[TO DO]
Extract every entry word for word. Skip the pictures.

##### RECORDS PROVIDED

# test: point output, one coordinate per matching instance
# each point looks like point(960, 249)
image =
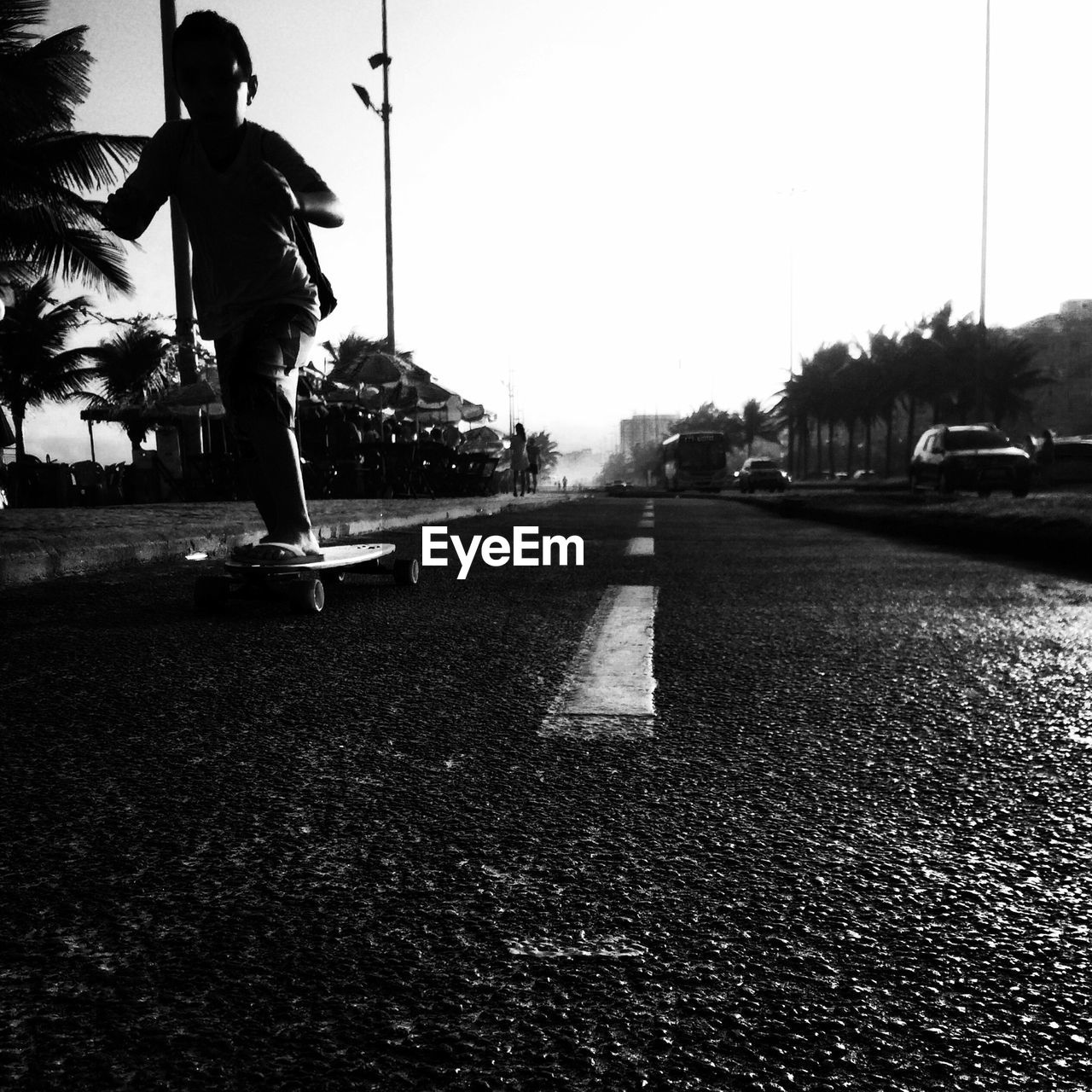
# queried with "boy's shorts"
point(258, 363)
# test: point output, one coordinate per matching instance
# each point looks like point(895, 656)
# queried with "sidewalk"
point(44, 543)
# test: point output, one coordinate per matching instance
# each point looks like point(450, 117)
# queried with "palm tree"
point(132, 367)
point(758, 424)
point(547, 452)
point(1009, 375)
point(885, 351)
point(35, 365)
point(46, 227)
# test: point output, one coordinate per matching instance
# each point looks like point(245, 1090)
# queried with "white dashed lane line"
point(608, 688)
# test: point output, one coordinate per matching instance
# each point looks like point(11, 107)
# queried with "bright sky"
point(636, 206)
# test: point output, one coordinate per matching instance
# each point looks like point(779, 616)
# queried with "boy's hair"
point(212, 26)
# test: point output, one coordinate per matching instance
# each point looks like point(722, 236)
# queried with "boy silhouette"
point(238, 186)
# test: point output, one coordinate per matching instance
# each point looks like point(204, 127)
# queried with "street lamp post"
point(180, 242)
point(377, 61)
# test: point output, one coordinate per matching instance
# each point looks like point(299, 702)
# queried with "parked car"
point(761, 474)
point(1072, 460)
point(970, 456)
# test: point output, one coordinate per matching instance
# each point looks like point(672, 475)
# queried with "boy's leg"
point(259, 375)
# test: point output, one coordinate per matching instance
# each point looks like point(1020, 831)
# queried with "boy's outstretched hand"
point(125, 215)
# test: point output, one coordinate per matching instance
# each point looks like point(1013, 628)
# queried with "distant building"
point(650, 428)
point(1064, 354)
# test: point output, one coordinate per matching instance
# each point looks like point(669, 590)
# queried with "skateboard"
point(301, 582)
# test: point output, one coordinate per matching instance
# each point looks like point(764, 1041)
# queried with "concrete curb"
point(45, 544)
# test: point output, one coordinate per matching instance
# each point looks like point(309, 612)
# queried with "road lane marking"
point(608, 687)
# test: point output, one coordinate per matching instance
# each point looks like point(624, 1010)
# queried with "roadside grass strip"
point(607, 691)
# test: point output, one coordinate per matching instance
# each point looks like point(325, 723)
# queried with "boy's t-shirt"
point(244, 257)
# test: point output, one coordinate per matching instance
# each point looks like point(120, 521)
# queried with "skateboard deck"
point(303, 581)
point(332, 557)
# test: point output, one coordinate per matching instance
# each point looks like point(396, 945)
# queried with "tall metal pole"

##########

[OUTPUT BELOW]
# test: point output, one coordinate per matching instance
# each point looks like point(960, 249)
image =
# queried with "boy's shorts"
point(258, 363)
# test: point output, one coordinate per matching instance
# each point looks like point(895, 656)
# queried with "sidewalk"
point(44, 543)
# test: point output, one coordinate per matching instance
# each point looks like point(450, 117)
# queried with "palm tree"
point(132, 367)
point(758, 424)
point(547, 452)
point(1009, 375)
point(885, 351)
point(35, 365)
point(46, 227)
# test: point output, one coordinate per matching instance
# each point looks like point(245, 1090)
# queried with "white dashed lane line"
point(608, 688)
# test: point output, one coordinate per matching instance
# each point looks like point(11, 107)
# queried with "bright sky"
point(636, 206)
# test: point output, one coordinate per matching instance
# each point looks like point(779, 616)
# queried with "boy's hair"
point(212, 26)
# test: point output, one coordinate per matching instance
# each point looks like point(722, 236)
# queried with "boy silhouette"
point(238, 186)
# test: point output, one coordinate per matching instance
# each point looks like point(204, 127)
# queried with "street lamp post"
point(180, 242)
point(377, 61)
# test: point output, one coordinate per matching instance
# each point looks like point(299, 702)
# queried with "parked car"
point(761, 474)
point(1072, 460)
point(970, 456)
# test: point output, one coordinate per matching instance
# each point looks like point(672, 475)
# queried with "boy's leg"
point(259, 375)
# test: point output, one coordinate per matching instance
# each point looks like point(1020, 831)
# queried with "boy's outstretched hand"
point(125, 215)
# test: point output, one coordinate per matching instance
# each point looks like point(1013, 628)
# queried with "distant building"
point(650, 428)
point(1064, 354)
# test: point output, one coordinate per matching instance
# each point looks like point(669, 590)
# queried with "skateboard"
point(301, 582)
# test: point output, one coordinate per matching instance
# each point looks like point(764, 1041)
# queried with "concrete curb"
point(45, 544)
# test: point output, one coordinate per matching instance
# each point looks like point(309, 612)
# queried with "road lane marking"
point(608, 687)
# test: point output, one coordinate per matching instance
# each point looks like point(624, 1010)
# queried with "roadside grass strip"
point(607, 691)
# test: point output, one coordinate per matching instance
# each point looks like point(325, 723)
# queried with "boy's t-shirt"
point(244, 257)
# test: point output, one coordinate per matching instance
# each point looks like point(120, 521)
# queried with "skateboard deck"
point(303, 581)
point(332, 557)
# test: point output, one coordinate per matching instance
# each point looks like point(396, 945)
# queried with "tall metal pole"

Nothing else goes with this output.